→ Task brief
Could you repeat, word for word, the stretch of the chocolate passage from "Satisfied that the" through "a different motive."?

→ Text block
==========

Satisfied that the foil has been removed intact, I crumple the shiny square into a ball and discard it. Popping the freed morsel into my mouth, it sits on my tongue for a moment, and as the sugary drop melts, an almond is revealed.
In a sudden movement of tongue and teeth, I swipe the nut between my molars and feel it crack under pressure. As I slowly swallow the melty mixture, my hand reaches for the next of what will be at least twenty Hershey Kisses I will consume in one sitting.
More than I should, I find myself seeking chocolate. The rich texture and undeniably delicious flavor of this classic confection certainly tempts my sweet tooth, but I actually have a different motive.
Like a baby, I crave something soothing and repetitive when I’m stressed, tired or bored. Since Gerber doesn’t make pacifiers for 59-year-olds, and my husband isn’t jiggy with rocking me in a rocking chair, I opt for sweet treats.

==========

(Stored collection items)

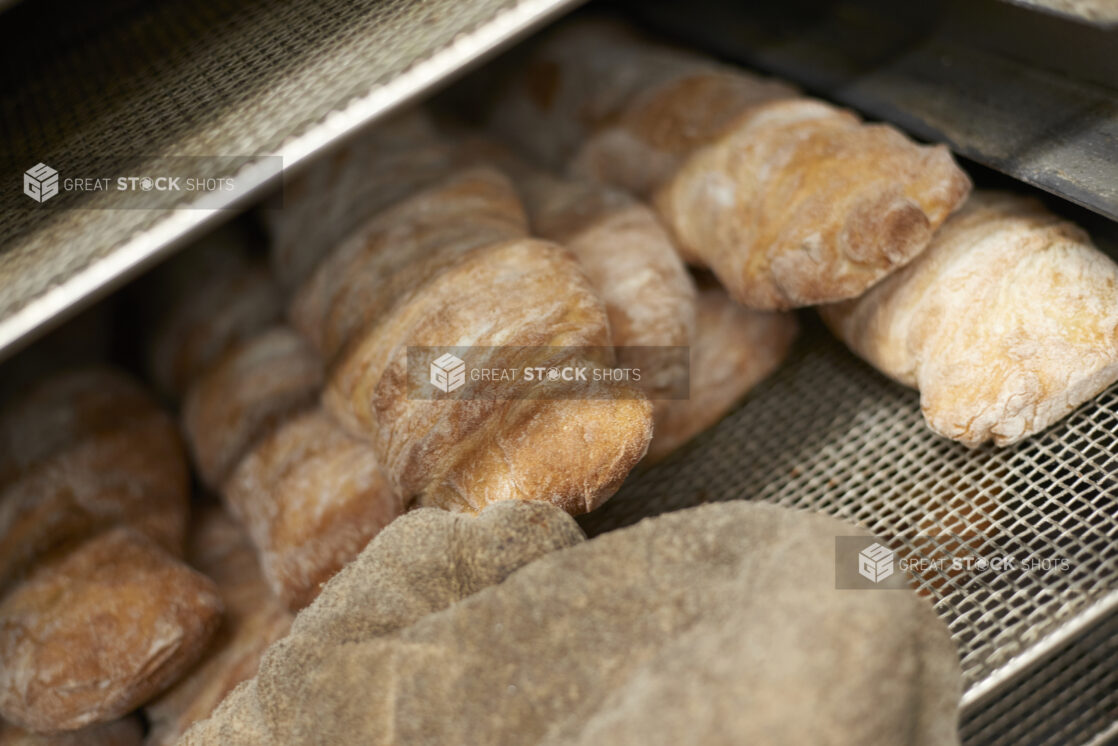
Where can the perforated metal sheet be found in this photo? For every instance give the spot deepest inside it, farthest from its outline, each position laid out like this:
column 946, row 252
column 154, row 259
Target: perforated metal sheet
column 827, row 433
column 133, row 81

==========

→ The output
Satisfied that the foil has been removed intact, I crumple the shiny square into a ball and discard it. Popping the freed morsel into my mouth, it sits on my tongue for a moment, and as the sugary drop melts, an almond is revealed.
In a sudden movement of tongue and teeth, I swipe the nut between my molars and feel it crack under pressure. As I slowly swallow the melty mixture, my hand reaches for the next of what will be at least twenty Hershey Kisses I will consume in one sitting.
More than I should, I find myself seeking chocolate. The rich texture and undeniably delicious flavor of this classic confection certainly tempts my sweet tooth, but I actually have a different motive.